═════ Data listing ═════

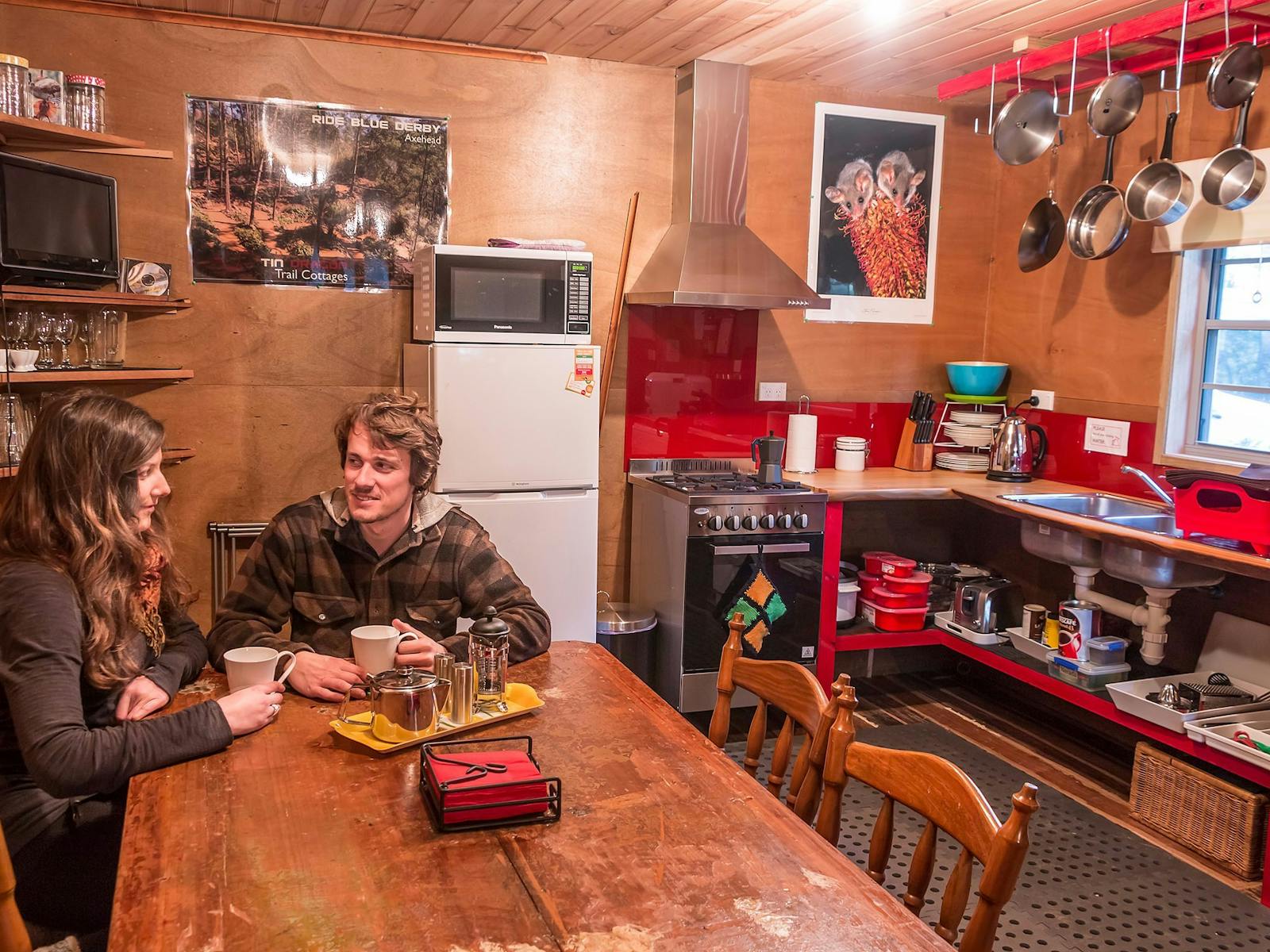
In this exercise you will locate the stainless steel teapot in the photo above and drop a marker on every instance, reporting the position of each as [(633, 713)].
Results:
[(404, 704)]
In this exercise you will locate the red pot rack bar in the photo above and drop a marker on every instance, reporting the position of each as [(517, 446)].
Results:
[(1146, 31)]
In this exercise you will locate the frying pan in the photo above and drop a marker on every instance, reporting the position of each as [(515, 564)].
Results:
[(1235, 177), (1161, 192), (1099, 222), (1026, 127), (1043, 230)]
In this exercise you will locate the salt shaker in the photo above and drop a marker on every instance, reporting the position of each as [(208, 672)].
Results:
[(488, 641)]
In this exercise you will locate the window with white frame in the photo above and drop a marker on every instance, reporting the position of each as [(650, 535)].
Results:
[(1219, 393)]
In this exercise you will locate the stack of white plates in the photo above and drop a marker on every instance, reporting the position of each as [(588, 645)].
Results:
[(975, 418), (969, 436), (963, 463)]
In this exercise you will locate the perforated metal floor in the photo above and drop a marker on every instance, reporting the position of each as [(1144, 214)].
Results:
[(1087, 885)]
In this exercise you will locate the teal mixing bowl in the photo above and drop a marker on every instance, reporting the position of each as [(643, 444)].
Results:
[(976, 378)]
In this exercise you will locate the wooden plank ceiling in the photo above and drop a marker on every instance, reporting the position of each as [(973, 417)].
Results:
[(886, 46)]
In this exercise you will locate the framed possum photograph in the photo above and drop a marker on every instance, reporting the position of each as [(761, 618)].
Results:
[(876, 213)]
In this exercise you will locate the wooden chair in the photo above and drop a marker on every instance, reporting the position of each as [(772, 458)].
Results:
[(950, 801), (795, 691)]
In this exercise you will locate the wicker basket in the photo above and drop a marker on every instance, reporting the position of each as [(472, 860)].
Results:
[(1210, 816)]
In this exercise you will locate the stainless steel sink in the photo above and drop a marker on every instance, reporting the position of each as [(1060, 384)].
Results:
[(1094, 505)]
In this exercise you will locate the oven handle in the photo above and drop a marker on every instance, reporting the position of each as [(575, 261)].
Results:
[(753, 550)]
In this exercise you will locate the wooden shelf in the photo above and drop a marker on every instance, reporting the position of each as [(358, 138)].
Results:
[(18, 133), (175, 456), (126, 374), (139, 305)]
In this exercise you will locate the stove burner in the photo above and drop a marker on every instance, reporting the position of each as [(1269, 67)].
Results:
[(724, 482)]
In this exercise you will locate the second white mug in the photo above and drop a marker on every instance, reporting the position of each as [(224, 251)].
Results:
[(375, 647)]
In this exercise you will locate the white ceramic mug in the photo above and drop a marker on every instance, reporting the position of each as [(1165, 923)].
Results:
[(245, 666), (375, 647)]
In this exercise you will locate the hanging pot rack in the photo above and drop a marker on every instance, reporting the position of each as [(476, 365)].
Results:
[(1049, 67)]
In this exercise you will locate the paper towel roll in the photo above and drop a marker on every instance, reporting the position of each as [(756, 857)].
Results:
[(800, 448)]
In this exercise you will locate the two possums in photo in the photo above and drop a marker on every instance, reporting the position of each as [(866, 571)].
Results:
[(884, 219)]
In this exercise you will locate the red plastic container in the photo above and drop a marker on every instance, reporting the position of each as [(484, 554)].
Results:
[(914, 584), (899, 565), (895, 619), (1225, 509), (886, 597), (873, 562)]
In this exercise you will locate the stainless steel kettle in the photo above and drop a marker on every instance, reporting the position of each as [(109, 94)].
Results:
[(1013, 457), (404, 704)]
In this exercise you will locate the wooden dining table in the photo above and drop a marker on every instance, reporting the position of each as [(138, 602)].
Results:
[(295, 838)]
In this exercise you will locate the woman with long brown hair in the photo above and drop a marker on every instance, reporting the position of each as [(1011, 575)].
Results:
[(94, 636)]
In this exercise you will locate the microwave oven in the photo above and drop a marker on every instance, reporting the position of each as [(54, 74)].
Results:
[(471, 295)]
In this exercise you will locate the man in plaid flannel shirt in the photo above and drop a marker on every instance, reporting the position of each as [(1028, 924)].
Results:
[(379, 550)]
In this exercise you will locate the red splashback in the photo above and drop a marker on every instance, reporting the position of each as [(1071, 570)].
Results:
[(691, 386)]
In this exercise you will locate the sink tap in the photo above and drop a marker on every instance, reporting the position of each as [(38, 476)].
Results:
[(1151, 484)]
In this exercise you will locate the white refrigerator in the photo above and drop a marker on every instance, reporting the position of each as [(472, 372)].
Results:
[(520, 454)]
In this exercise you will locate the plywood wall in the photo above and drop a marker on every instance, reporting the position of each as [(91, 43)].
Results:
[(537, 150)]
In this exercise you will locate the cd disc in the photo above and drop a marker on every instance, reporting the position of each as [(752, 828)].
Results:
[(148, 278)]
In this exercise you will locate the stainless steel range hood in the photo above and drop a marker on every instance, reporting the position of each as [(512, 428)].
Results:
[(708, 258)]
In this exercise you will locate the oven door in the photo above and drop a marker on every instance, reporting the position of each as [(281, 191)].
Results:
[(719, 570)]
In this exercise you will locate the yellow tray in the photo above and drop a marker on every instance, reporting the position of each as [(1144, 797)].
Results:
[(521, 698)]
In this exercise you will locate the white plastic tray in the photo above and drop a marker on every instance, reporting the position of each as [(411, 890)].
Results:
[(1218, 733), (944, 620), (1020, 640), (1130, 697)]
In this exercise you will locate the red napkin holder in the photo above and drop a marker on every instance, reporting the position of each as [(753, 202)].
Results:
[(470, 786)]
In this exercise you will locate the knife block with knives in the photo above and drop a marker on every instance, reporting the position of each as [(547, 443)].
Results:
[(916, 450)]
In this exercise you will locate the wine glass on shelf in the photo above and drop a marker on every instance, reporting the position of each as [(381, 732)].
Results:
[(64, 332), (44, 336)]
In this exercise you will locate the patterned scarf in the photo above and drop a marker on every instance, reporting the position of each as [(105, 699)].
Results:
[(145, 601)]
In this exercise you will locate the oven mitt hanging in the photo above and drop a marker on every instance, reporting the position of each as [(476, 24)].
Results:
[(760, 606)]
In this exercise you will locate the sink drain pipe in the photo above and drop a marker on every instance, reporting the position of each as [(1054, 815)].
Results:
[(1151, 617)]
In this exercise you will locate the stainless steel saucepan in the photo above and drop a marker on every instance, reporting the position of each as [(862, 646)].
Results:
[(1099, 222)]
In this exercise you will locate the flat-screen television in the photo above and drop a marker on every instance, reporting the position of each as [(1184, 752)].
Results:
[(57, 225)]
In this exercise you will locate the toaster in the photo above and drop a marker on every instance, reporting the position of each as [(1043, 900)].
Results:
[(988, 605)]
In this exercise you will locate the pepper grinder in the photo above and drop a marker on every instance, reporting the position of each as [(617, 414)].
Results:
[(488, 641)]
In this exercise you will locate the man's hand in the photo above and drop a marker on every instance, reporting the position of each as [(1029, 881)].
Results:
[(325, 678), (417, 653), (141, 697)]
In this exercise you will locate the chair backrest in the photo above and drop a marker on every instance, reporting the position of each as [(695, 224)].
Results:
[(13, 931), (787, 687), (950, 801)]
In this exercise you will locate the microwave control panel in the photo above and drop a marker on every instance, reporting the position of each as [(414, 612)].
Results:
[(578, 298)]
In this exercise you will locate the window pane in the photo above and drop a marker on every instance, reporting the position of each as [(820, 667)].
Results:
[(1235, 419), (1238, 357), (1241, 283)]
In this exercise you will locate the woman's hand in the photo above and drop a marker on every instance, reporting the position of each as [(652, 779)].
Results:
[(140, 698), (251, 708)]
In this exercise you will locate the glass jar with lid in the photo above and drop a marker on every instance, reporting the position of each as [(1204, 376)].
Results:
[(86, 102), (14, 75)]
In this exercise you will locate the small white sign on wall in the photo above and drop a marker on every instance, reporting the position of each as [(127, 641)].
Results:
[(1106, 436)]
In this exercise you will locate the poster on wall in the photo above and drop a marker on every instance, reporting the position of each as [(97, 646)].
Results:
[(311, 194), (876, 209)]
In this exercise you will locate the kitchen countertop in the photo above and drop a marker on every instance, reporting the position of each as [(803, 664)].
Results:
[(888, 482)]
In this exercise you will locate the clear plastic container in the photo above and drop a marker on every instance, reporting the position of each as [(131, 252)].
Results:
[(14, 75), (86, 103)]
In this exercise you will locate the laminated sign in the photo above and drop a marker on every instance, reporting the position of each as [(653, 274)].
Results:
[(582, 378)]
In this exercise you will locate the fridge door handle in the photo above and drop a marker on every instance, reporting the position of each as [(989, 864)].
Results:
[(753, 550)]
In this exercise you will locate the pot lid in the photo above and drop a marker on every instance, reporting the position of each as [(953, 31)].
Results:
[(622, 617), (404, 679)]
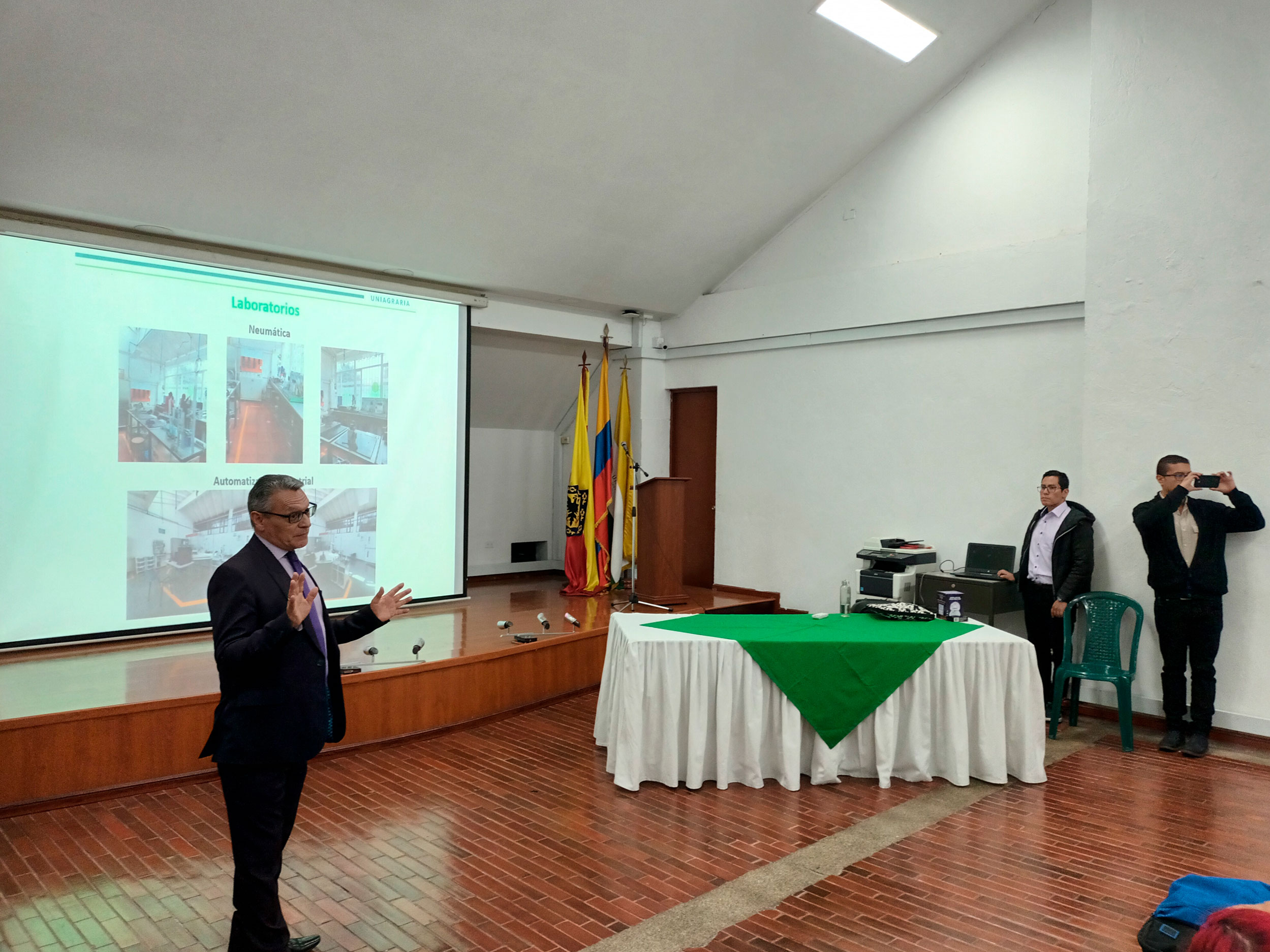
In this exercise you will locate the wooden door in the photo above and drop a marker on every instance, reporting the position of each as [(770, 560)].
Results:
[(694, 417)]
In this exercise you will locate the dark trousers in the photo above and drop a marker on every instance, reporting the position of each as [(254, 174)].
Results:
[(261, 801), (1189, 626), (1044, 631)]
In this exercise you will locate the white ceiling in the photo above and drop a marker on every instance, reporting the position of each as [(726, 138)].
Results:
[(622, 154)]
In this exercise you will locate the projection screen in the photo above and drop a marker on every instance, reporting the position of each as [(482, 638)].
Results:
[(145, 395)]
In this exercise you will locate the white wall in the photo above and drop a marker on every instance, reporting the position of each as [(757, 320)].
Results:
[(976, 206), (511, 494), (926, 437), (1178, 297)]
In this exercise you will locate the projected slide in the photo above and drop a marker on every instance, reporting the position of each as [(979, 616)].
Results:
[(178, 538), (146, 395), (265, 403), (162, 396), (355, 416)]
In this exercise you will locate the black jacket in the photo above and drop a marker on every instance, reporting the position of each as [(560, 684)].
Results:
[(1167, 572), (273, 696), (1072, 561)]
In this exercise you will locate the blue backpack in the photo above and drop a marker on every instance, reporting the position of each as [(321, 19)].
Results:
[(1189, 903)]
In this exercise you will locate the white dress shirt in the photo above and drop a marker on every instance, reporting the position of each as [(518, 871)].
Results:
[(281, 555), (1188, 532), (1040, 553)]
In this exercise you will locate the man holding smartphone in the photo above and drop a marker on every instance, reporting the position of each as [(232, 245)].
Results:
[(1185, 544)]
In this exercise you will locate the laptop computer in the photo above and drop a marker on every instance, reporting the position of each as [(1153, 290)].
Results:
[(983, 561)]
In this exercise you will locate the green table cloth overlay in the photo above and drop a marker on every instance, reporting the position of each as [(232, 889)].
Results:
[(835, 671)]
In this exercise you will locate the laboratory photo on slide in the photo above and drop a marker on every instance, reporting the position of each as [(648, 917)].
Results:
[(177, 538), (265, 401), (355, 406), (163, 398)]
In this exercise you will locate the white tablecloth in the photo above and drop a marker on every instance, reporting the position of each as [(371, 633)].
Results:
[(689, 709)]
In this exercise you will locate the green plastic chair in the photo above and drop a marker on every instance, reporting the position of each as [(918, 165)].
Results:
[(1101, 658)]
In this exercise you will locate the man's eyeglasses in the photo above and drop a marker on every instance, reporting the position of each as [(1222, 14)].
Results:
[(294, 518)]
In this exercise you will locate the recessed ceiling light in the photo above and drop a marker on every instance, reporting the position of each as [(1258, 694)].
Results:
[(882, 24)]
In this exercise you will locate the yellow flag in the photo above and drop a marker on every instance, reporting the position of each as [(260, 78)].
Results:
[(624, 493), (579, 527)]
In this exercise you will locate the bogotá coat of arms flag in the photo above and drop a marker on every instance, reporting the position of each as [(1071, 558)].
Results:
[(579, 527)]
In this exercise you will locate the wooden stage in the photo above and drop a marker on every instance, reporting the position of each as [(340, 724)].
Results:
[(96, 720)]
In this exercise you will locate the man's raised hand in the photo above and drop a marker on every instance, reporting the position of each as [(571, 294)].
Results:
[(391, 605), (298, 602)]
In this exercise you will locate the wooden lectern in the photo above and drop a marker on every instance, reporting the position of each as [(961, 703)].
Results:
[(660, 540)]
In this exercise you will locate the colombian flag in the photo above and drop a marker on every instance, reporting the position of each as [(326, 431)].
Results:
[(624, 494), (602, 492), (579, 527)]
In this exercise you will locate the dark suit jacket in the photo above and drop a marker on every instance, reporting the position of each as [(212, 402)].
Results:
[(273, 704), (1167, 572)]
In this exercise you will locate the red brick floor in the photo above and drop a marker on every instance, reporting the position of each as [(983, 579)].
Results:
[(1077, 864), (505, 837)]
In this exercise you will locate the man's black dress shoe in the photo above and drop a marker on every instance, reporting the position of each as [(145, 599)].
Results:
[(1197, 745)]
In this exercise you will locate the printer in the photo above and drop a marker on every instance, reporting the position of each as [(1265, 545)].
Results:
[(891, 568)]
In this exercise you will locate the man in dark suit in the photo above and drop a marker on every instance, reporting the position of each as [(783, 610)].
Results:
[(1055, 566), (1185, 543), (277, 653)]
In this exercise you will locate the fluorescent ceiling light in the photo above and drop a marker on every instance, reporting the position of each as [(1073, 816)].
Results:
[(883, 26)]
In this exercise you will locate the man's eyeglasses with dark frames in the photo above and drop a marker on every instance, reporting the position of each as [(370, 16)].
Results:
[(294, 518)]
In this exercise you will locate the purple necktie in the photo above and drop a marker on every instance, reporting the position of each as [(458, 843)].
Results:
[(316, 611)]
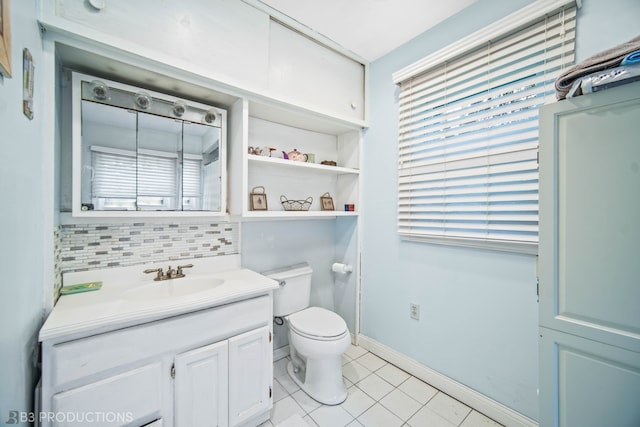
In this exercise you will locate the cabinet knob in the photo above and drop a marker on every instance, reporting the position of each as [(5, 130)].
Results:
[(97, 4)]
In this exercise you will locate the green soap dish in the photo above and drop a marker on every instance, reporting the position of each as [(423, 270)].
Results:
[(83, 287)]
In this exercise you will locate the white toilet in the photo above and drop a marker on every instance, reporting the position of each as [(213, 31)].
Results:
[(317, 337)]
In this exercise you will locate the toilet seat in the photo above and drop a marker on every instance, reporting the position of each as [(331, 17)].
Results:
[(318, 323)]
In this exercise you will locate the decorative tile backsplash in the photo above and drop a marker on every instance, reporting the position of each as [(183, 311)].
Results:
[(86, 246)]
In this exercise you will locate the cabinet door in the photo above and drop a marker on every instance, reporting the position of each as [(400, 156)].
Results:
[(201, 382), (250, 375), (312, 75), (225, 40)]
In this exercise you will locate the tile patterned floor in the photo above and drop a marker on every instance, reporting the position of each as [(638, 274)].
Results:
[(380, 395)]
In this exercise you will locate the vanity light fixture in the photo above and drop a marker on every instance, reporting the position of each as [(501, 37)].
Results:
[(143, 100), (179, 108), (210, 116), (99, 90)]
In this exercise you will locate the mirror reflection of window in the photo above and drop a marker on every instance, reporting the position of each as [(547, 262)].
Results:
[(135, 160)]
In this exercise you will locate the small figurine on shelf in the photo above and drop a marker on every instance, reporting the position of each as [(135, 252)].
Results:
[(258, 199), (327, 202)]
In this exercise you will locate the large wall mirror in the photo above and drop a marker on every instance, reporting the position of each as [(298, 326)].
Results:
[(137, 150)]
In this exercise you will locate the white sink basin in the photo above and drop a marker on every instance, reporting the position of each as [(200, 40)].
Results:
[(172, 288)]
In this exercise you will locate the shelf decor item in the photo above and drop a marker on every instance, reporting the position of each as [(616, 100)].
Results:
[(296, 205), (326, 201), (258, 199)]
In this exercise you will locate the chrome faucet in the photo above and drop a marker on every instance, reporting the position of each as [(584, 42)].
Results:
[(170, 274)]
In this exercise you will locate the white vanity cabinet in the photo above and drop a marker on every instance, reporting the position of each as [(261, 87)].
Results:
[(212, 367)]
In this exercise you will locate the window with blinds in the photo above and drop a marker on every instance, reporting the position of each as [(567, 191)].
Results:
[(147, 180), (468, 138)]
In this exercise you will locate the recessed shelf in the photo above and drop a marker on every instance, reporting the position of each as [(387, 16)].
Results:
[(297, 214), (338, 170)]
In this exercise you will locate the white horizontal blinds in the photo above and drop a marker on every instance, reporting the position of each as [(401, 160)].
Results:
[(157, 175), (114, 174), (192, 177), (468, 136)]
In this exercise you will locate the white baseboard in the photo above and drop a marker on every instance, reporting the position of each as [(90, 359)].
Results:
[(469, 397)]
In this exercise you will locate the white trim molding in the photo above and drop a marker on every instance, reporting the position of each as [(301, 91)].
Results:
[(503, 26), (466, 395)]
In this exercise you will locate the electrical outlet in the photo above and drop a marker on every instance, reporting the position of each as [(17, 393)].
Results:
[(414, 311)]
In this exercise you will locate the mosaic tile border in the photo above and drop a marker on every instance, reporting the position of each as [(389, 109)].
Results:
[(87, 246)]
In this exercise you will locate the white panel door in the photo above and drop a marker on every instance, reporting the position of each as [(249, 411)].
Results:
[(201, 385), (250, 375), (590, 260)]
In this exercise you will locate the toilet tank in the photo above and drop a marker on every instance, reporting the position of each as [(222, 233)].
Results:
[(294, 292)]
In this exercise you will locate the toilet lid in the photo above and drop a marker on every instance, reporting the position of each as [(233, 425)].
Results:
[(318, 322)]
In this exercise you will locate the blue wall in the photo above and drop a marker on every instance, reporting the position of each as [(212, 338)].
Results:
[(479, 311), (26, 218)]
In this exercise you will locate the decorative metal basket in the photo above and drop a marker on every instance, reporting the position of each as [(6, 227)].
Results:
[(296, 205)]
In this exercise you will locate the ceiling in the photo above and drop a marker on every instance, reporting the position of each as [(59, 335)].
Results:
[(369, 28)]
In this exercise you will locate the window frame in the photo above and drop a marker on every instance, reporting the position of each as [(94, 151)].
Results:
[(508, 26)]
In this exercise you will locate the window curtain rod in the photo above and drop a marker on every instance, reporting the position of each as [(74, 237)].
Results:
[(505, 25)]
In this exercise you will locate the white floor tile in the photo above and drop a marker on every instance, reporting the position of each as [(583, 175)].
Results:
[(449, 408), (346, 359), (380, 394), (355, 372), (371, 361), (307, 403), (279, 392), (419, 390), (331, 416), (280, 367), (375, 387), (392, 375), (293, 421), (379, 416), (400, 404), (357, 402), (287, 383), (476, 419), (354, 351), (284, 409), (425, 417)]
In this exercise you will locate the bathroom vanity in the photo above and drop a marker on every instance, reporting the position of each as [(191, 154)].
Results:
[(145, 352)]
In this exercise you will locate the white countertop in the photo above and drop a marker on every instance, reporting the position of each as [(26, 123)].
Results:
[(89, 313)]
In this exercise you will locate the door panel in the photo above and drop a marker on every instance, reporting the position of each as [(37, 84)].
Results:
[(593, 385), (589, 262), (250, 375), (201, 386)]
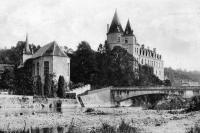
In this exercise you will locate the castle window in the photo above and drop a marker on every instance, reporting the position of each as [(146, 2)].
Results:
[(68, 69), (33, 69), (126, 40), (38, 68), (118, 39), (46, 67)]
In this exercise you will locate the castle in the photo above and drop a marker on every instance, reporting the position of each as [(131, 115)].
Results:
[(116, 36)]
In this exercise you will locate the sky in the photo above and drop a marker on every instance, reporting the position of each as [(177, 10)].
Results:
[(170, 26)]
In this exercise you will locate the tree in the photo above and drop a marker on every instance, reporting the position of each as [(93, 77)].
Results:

═════

## Task statement:
Please rewrite the rows starting with the line that contains "In this exercise you will locate the fridge" and going on through the line that contains "[(1167, 572), (273, 696), (1072, 561)]", changing "drop a marker" to "place a pin" and keeping everything else unchanged. Leave the picture lines out of your answer.

## Solution:
In this exercise you will locate the fridge door handle in the photo above and place a pin on every instance, reporting the position of each as [(989, 864)].
Results:
[(753, 550)]
In this exercise you will locate the pot lid in the photo above and place a pin on every instance, reporting the position of each as [(953, 31)].
Results:
[(622, 617), (404, 679)]
In this exercise you will locate the wooden door in the photo above and place a pin on every instance, reporting the position of each as [(770, 560)].
Results:
[(694, 417)]
In this exercise you will locate the dark trousers in the photo above and place a pin on every instance, reporting the position of each as [(254, 174)].
Results:
[(261, 801), (1189, 626), (1044, 631)]
In this exercise you will locate the white ceiling in the photo above and place a pin on every instance, reporting the position of each as [(726, 138)].
Results:
[(622, 154)]
In this exercise you will locate the projection screen in the photo above and place a pin on every instance, reporting the position of each as [(482, 638)].
Results:
[(145, 395)]
In this exercise you will locate the white wall in the photo above and place a pin on every instance, reporting the position of each as [(757, 320)].
Results:
[(976, 206), (511, 494), (926, 437), (1178, 297)]
In this exercise you will locate the projected slide in the photo above and place a pin on every instance, reporting the position of each as [(979, 616)].
Results:
[(178, 538), (146, 395), (265, 403), (162, 396), (355, 416)]
In this exercise you will locate the black jacket in the photo above and place a pin on every instance, reporting the position of each as [(560, 684)].
Results:
[(1167, 572), (273, 696), (1072, 561)]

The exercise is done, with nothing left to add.